_WHAT YOU WILL DO_: Each line of the data below that carries the word "dark" needs to be copied.

[DATASET RECORDS Boundary: Start]

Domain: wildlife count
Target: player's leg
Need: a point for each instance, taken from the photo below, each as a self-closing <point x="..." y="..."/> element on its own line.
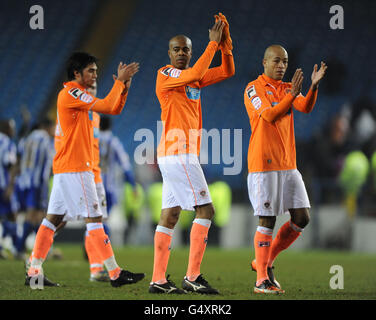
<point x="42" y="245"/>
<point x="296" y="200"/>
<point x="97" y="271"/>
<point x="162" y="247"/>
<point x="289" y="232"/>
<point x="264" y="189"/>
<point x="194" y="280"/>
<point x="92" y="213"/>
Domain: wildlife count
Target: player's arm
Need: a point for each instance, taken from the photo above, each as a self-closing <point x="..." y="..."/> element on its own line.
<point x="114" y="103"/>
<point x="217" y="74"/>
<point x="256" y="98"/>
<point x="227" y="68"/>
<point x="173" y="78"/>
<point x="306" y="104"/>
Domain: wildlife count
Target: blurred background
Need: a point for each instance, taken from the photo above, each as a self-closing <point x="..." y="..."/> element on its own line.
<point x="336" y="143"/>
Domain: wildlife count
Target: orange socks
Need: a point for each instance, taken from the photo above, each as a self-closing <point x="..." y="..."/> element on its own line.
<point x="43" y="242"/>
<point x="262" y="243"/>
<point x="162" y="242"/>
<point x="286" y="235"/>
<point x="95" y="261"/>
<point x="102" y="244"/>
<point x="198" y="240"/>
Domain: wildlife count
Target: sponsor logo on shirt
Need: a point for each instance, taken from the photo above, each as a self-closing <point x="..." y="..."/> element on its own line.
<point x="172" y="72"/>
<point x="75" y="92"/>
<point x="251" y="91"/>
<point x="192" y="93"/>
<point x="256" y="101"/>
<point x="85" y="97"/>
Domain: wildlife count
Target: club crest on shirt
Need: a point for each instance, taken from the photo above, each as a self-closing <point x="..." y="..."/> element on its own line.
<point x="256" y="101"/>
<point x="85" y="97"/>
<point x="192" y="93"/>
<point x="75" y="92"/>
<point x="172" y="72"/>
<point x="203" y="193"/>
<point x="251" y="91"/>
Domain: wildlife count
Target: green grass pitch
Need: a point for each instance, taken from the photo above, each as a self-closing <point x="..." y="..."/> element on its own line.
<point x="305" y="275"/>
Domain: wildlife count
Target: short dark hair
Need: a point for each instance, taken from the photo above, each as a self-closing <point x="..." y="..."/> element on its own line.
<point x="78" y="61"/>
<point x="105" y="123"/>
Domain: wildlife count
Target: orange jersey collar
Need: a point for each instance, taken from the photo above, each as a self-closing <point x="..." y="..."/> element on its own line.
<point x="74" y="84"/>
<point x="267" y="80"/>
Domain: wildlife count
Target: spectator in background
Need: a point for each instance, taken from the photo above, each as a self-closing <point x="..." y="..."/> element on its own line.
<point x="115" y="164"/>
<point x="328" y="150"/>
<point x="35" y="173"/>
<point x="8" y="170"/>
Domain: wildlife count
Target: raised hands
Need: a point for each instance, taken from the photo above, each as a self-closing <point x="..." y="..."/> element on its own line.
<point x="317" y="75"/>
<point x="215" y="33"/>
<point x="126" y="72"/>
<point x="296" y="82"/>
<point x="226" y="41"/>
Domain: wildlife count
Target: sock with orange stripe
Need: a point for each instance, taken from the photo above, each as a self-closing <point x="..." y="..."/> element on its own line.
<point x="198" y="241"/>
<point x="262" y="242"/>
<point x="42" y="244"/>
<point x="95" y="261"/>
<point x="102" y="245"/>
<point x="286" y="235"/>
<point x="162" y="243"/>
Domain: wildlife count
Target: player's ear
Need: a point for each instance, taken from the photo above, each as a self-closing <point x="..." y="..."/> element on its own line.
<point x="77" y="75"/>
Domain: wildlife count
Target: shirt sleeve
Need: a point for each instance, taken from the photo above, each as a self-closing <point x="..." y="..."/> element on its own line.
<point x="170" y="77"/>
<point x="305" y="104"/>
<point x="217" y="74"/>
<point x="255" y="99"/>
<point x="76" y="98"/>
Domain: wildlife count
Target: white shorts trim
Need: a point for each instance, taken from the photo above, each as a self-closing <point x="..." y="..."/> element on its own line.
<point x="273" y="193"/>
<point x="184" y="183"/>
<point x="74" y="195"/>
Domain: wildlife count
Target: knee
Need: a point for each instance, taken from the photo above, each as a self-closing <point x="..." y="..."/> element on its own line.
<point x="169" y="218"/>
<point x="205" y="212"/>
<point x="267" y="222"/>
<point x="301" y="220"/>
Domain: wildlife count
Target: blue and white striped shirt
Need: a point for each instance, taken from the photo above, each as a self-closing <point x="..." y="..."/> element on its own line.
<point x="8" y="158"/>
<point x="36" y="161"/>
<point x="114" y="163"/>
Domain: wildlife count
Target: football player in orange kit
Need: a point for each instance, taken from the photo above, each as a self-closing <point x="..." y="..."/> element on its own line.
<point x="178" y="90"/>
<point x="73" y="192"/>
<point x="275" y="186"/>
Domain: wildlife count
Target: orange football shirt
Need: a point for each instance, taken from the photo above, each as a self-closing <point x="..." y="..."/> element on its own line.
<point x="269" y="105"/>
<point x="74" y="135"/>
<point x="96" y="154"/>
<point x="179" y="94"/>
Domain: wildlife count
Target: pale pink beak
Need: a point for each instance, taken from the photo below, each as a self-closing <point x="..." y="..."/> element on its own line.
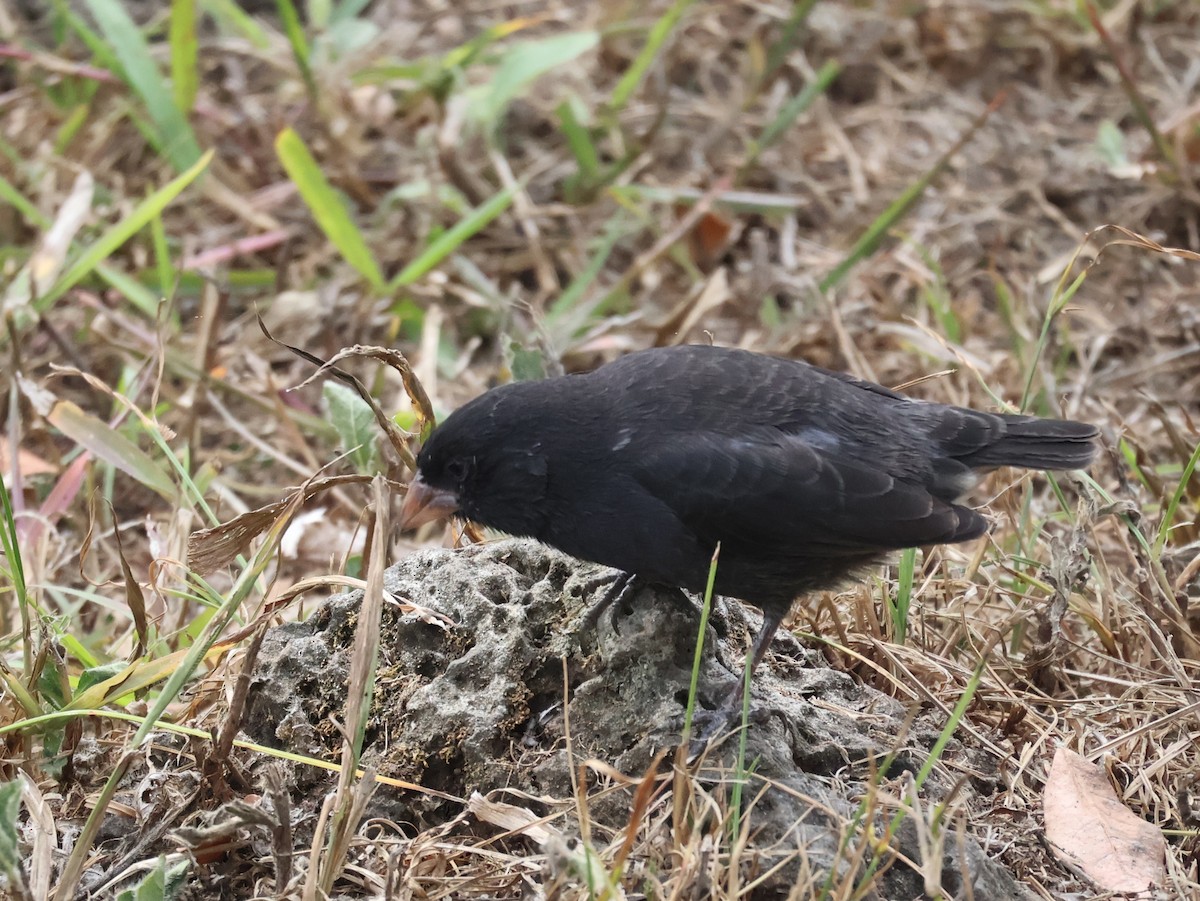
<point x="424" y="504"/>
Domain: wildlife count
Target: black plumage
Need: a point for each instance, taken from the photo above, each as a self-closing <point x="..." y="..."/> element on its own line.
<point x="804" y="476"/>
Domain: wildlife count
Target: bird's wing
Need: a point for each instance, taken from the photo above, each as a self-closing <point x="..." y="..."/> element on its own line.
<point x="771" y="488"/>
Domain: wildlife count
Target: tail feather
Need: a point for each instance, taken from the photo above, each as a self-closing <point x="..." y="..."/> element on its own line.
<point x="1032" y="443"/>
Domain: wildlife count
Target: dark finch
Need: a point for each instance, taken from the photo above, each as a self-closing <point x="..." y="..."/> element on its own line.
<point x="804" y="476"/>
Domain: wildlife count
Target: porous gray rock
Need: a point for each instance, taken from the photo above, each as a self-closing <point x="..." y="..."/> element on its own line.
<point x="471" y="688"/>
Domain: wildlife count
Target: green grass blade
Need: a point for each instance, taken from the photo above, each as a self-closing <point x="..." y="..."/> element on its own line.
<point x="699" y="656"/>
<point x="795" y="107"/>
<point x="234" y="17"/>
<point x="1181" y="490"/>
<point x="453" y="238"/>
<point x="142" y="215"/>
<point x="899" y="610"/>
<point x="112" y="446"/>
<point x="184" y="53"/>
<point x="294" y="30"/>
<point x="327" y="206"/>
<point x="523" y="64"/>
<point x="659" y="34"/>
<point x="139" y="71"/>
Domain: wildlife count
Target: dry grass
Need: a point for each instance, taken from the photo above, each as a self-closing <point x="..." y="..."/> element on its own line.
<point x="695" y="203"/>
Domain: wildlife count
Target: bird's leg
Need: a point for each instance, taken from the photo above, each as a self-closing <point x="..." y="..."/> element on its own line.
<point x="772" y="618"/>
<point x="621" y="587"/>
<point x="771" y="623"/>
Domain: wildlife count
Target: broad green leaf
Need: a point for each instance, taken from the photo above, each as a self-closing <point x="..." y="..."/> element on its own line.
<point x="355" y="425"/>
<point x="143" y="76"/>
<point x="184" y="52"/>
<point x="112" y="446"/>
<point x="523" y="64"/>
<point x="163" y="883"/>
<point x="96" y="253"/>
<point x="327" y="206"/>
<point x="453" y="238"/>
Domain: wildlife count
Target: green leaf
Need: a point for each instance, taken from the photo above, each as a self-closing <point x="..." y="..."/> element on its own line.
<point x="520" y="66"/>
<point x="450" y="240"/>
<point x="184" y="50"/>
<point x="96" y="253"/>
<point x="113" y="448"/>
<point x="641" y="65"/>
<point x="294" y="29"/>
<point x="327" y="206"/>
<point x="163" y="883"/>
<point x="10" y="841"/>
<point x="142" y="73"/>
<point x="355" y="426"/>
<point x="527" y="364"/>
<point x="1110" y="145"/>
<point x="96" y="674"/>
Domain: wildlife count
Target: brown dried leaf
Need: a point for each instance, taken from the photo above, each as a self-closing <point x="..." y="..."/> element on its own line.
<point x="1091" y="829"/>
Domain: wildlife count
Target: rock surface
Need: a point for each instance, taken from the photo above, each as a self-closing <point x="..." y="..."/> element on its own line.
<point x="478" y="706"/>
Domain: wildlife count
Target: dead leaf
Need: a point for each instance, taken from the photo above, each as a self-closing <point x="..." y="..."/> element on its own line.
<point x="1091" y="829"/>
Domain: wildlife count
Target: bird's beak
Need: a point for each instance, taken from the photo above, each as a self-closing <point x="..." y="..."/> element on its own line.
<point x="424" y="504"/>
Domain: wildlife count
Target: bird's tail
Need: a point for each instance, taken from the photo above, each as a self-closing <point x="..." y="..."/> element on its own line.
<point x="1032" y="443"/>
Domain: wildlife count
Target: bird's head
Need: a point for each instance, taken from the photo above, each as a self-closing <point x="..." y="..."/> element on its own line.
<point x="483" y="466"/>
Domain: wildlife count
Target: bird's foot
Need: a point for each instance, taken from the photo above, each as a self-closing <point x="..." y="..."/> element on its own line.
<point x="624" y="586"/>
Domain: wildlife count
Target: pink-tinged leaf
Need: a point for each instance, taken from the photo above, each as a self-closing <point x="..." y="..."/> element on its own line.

[DATASET RECORDS Boundary: End]

_OUTPUT FOR THIS EXERCISE_:
Target: short dark hair
Target: dark finch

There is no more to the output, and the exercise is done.